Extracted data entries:
════

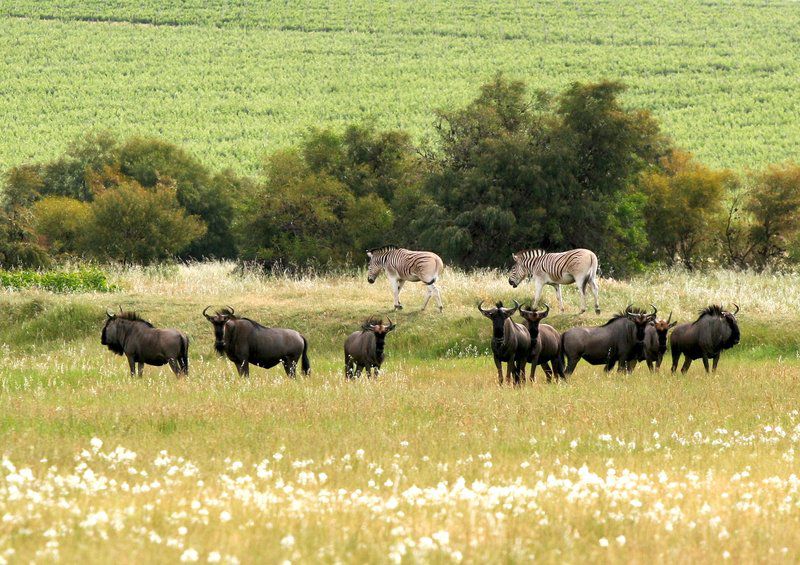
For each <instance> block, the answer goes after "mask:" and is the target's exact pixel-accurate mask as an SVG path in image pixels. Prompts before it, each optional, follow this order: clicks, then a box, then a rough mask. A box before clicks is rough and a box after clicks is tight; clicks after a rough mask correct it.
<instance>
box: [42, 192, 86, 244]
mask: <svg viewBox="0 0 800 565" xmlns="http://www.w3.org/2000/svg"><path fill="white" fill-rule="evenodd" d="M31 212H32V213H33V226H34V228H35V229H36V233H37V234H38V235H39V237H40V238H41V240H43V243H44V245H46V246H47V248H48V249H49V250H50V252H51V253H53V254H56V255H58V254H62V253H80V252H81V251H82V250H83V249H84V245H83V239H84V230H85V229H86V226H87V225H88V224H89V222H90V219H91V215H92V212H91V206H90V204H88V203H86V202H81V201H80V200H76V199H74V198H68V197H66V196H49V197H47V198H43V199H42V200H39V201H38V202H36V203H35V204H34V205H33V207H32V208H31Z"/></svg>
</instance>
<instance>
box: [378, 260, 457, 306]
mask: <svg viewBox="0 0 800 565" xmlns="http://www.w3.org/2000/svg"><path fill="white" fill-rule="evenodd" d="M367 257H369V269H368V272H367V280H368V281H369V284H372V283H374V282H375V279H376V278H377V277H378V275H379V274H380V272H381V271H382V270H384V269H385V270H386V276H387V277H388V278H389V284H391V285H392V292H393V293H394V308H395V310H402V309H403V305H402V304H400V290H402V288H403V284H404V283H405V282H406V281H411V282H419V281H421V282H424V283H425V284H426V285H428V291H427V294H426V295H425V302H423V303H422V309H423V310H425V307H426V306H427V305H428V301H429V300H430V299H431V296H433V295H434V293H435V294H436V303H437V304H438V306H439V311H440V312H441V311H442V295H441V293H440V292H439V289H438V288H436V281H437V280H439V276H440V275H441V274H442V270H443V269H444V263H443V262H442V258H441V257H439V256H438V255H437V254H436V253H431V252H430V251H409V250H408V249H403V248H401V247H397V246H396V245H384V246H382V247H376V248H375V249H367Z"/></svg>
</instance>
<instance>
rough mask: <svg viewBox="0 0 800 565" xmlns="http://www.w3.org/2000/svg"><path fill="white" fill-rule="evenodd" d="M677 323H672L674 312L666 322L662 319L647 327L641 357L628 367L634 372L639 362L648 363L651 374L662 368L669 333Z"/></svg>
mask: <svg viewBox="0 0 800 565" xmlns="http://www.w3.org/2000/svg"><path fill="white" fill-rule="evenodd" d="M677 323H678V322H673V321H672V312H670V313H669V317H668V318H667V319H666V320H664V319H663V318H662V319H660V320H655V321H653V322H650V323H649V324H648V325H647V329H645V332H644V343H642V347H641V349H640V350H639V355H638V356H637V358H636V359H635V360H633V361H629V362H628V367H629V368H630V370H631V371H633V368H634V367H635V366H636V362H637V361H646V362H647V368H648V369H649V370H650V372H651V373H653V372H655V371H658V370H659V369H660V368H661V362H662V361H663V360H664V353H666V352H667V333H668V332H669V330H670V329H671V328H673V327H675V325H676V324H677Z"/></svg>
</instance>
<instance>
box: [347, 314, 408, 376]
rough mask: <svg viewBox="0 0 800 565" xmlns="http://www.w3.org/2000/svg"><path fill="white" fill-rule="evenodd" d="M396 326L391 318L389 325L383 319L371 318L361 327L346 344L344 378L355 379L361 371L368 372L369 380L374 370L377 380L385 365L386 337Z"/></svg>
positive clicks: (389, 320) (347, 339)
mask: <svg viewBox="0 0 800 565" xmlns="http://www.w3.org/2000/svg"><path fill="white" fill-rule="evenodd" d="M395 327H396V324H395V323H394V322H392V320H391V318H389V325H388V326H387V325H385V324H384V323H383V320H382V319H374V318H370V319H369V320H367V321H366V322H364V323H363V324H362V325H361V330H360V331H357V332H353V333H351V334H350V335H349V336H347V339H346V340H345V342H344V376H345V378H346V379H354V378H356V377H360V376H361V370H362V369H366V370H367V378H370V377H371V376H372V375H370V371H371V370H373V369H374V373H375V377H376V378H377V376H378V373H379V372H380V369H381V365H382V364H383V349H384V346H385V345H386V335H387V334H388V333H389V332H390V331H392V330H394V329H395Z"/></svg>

════

**WHAT IS NEEDED**
Repeat the entries above exactly as written, but not their pictures.

**RESPONSE AREA**
For each <instance> block, the answer goes after "mask:" and is the target's exact pixel-accurate mask as an SVG path in image pixels. Prompts before it, each optional, follow this order: clicks, then a box, then a rough mask. A box before clicks is rough and a box after clicks is tight; clicks after a rough mask correct it.
<instance>
box: [42, 192, 86, 244]
mask: <svg viewBox="0 0 800 565" xmlns="http://www.w3.org/2000/svg"><path fill="white" fill-rule="evenodd" d="M31 212H32V213H33V226H34V228H35V229H36V233H37V234H38V235H39V237H40V238H41V240H43V243H44V245H46V246H47V248H48V249H49V250H50V252H51V253H53V254H56V255H58V254H62V253H80V252H81V251H82V250H83V249H84V245H83V239H84V230H85V229H86V226H87V225H88V224H89V222H90V219H91V215H92V212H91V206H90V204H88V203H86V202H81V201H80V200H76V199H74V198H68V197H66V196H49V197H47V198H43V199H42V200H39V201H38V202H36V203H35V204H34V205H33V207H32V208H31Z"/></svg>
</instance>
<instance>
box: [378, 260, 457, 306]
mask: <svg viewBox="0 0 800 565" xmlns="http://www.w3.org/2000/svg"><path fill="white" fill-rule="evenodd" d="M367 257H369V269H368V272H367V280H368V281H369V284H372V283H374V282H375V279H376V278H377V277H378V275H379V274H380V272H381V271H382V270H384V269H385V270H386V276H387V277H388V278H389V284H391V285H392V292H393V293H394V308H395V310H402V309H403V305H402V304H400V290H402V288H403V284H404V283H405V282H406V281H411V282H419V281H421V282H424V283H425V284H426V285H428V291H427V294H426V295H425V302H423V303H422V309H423V310H425V307H426V306H427V305H428V301H429V300H430V299H431V296H433V295H434V293H435V294H436V303H437V304H438V306H439V311H440V312H441V311H442V295H441V293H440V292H439V289H438V288H436V281H437V280H439V276H440V275H441V274H442V270H443V269H444V263H443V262H442V258H441V257H439V256H438V255H437V254H436V253H431V252H430V251H409V250H408V249H403V248H401V247H397V246H396V245H384V246H382V247H376V248H375V249H367Z"/></svg>
</instance>
<instance>
rough mask: <svg viewBox="0 0 800 565" xmlns="http://www.w3.org/2000/svg"><path fill="white" fill-rule="evenodd" d="M677 323H672L674 312L666 322L662 319L647 327L641 357L628 367L634 372L639 362L648 363L651 374L662 368L669 333Z"/></svg>
mask: <svg viewBox="0 0 800 565" xmlns="http://www.w3.org/2000/svg"><path fill="white" fill-rule="evenodd" d="M677 323H678V322H673V321H672V312H670V313H669V317H668V318H667V319H666V320H664V319H663V318H662V319H660V320H655V321H653V322H650V323H649V324H648V325H647V329H645V332H644V343H642V347H641V349H640V350H639V355H638V356H637V358H636V359H635V360H633V361H629V362H628V367H629V368H630V370H631V371H633V368H634V367H635V366H636V362H637V361H646V362H647V368H648V369H649V370H650V372H651V373H653V372H655V371H658V370H659V369H660V368H661V362H662V361H663V360H664V353H666V352H667V333H668V332H669V330H670V329H671V328H673V327H675V325H676V324H677Z"/></svg>
</instance>
<instance>
box: [347, 314, 408, 376]
rough mask: <svg viewBox="0 0 800 565" xmlns="http://www.w3.org/2000/svg"><path fill="white" fill-rule="evenodd" d="M396 326L391 318L389 325L383 319L371 318L361 327L346 344L344 378L355 379L361 371L368 372L369 380L374 370L377 380L385 365L386 337Z"/></svg>
positive clicks: (389, 320) (347, 339)
mask: <svg viewBox="0 0 800 565" xmlns="http://www.w3.org/2000/svg"><path fill="white" fill-rule="evenodd" d="M395 327H396V324H395V323H394V322H392V320H391V318H389V325H388V326H387V325H385V324H384V323H383V320H382V319H374V318H370V319H369V320H367V321H366V322H364V323H363V324H362V325H361V330H360V331H357V332H353V333H351V334H350V335H349V336H347V339H346V340H345V342H344V376H345V378H346V379H354V378H356V377H360V376H361V370H362V369H366V370H367V378H370V377H371V376H372V375H370V371H371V370H373V369H374V373H375V377H376V378H377V376H378V373H379V372H380V369H381V365H382V364H383V349H384V346H385V345H386V335H387V334H388V333H389V332H390V331H392V330H394V329H395Z"/></svg>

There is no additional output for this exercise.